### Directions for this task
Repeat exactly the lines of the listing from the line containing "Please examine the image and tell me: where is the roasted" through its last line, and nothing beyond them.

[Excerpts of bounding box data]
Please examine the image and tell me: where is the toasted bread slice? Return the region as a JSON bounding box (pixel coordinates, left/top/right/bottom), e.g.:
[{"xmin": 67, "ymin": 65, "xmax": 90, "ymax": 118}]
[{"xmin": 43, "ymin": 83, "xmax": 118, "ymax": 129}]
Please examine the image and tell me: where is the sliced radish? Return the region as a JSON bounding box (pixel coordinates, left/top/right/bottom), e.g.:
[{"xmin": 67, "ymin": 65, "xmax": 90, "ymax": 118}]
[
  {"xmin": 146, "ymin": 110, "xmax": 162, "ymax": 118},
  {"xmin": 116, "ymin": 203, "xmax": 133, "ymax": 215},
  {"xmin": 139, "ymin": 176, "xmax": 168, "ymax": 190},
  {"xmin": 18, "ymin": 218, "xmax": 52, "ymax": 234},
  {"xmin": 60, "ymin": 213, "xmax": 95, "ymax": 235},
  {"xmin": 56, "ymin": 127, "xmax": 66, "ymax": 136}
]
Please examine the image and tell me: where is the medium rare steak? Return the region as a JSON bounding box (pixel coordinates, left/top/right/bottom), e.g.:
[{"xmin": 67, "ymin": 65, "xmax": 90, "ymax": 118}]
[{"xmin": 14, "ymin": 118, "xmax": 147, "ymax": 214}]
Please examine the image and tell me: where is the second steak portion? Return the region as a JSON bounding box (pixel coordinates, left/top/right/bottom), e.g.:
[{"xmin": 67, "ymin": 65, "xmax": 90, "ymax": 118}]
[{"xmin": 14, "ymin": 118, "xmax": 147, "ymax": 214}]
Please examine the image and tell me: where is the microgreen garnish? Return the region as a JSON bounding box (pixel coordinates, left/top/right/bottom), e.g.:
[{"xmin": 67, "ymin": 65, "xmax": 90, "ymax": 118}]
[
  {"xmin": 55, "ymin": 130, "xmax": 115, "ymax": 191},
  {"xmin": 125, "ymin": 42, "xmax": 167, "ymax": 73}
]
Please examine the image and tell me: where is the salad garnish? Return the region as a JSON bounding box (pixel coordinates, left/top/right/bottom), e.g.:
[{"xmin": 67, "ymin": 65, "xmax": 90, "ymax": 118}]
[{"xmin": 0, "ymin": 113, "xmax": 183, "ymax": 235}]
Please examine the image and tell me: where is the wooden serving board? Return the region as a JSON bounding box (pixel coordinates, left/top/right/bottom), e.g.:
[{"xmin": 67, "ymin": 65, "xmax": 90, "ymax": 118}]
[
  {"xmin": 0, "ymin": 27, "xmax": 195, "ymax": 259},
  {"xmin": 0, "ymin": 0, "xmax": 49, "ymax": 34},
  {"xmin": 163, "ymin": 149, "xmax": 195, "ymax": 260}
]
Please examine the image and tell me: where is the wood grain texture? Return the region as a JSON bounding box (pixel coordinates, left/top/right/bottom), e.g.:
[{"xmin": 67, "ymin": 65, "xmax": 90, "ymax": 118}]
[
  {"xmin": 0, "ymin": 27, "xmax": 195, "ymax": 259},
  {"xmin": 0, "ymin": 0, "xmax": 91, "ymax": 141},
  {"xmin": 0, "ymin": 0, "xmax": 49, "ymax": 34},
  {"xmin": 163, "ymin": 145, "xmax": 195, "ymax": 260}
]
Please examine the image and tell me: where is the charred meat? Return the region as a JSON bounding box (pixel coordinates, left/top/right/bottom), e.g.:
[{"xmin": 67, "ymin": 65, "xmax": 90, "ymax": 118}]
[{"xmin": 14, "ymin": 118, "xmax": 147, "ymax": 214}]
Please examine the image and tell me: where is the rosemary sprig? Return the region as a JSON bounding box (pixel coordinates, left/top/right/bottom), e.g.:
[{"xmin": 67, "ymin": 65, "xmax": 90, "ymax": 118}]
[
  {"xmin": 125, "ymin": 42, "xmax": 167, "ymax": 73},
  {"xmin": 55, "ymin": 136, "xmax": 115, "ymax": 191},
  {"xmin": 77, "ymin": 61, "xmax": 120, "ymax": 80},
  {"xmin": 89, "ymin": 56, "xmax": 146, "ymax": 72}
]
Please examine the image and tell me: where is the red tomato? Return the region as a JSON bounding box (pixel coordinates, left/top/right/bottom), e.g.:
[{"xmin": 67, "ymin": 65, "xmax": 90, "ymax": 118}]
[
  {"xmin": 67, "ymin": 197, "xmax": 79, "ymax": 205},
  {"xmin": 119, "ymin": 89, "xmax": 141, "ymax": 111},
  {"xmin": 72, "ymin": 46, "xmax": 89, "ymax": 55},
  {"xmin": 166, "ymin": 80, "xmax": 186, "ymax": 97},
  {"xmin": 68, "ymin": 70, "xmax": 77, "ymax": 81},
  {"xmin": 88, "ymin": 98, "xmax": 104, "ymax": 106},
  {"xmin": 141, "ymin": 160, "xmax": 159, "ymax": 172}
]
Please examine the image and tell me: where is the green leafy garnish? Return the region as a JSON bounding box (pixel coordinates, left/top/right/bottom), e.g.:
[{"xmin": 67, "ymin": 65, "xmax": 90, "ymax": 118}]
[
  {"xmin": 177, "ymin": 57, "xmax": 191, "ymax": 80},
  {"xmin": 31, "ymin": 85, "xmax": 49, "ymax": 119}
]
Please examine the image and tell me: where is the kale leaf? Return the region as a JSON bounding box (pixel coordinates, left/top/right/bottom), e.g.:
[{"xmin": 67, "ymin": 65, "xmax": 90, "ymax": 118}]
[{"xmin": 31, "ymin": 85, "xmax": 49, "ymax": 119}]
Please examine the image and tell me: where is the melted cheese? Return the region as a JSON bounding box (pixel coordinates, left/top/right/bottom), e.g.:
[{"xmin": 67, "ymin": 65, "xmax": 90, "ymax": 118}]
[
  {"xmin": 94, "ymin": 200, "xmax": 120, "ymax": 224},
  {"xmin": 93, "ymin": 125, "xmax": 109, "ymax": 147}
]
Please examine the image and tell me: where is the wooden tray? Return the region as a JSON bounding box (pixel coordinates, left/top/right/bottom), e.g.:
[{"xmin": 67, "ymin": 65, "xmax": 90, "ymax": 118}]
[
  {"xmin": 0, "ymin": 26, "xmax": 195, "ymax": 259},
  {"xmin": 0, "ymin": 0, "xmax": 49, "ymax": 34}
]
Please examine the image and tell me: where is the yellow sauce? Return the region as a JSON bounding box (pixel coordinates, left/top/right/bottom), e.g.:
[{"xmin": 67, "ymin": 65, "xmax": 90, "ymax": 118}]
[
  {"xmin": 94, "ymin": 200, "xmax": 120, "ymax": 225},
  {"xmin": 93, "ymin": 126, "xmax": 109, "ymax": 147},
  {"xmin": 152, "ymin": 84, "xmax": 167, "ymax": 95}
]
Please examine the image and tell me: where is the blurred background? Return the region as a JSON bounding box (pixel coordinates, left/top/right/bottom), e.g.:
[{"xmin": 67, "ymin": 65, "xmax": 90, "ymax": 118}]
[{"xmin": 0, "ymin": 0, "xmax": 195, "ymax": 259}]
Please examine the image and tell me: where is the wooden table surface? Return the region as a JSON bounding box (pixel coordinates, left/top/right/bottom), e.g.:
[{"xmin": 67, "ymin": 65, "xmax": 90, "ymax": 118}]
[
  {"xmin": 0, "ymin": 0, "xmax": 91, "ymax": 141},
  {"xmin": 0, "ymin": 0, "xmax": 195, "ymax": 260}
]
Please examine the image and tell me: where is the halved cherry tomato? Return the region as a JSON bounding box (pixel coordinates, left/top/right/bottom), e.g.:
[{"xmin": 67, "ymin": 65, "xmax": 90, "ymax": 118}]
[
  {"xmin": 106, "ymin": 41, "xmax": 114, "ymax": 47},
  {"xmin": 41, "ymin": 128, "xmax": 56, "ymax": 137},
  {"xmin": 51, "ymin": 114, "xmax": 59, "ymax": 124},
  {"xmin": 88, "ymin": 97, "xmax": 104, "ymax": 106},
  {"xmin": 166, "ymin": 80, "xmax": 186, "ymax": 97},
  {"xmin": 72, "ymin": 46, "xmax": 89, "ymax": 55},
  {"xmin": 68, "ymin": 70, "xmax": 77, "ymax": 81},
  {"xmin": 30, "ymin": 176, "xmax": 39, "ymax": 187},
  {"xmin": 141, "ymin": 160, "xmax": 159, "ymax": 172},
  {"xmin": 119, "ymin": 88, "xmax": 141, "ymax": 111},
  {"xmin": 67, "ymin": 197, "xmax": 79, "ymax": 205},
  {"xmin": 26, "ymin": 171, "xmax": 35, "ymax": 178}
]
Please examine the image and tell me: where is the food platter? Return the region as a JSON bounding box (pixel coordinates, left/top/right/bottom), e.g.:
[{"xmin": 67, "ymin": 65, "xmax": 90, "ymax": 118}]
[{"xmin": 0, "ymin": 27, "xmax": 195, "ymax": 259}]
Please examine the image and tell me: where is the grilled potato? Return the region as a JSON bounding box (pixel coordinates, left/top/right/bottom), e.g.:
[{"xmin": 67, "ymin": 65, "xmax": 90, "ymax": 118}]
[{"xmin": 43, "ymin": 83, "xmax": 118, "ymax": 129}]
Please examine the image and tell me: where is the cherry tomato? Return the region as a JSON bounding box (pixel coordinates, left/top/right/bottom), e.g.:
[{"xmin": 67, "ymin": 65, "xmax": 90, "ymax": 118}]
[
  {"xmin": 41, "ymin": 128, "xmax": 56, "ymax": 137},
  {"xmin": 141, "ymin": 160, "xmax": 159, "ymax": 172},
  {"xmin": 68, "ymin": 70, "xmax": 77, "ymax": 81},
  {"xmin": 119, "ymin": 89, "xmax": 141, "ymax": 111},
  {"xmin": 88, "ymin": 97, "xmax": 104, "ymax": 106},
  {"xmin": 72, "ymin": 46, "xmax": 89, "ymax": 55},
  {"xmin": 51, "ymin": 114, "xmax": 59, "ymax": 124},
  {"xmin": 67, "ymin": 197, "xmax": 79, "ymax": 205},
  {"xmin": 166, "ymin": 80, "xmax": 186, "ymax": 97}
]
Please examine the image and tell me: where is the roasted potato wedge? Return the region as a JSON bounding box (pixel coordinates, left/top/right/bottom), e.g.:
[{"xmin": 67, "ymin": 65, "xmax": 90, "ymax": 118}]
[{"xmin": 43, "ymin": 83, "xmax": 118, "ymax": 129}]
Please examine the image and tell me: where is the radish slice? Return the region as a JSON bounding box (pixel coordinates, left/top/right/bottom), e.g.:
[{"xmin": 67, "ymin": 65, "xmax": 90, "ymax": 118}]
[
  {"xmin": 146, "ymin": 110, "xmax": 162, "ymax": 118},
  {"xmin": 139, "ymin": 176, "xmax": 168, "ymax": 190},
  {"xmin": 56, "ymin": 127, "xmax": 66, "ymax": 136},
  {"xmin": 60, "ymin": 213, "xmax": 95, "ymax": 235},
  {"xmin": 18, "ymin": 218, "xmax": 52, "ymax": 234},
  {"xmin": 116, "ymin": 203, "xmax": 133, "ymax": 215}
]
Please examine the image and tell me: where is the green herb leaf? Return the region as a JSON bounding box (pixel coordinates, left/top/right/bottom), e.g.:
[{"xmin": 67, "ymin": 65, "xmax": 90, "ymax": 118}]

### Result
Please examine the image and tell me: where is the roasted potato wedge? Return the region as a JSON bounding box (pixel coordinates, left/top/right/bottom), e.g.:
[{"xmin": 67, "ymin": 65, "xmax": 90, "ymax": 118}]
[{"xmin": 43, "ymin": 83, "xmax": 118, "ymax": 129}]
Please examine the image and tell me: where is the radish slice? Return the region as a JSON bounding box (pixel coordinates, left/top/right/bottom), e.g.:
[{"xmin": 67, "ymin": 65, "xmax": 90, "ymax": 118}]
[
  {"xmin": 146, "ymin": 110, "xmax": 162, "ymax": 118},
  {"xmin": 139, "ymin": 176, "xmax": 168, "ymax": 190},
  {"xmin": 56, "ymin": 127, "xmax": 66, "ymax": 136},
  {"xmin": 60, "ymin": 213, "xmax": 95, "ymax": 235},
  {"xmin": 18, "ymin": 218, "xmax": 52, "ymax": 234},
  {"xmin": 116, "ymin": 203, "xmax": 133, "ymax": 215}
]
Please examine the image and tell me: where is the green herb leaf? Return the region as a JSON bounding box (pixel coordinates, left/top/right/bottom), e.g.:
[{"xmin": 67, "ymin": 65, "xmax": 90, "ymax": 118}]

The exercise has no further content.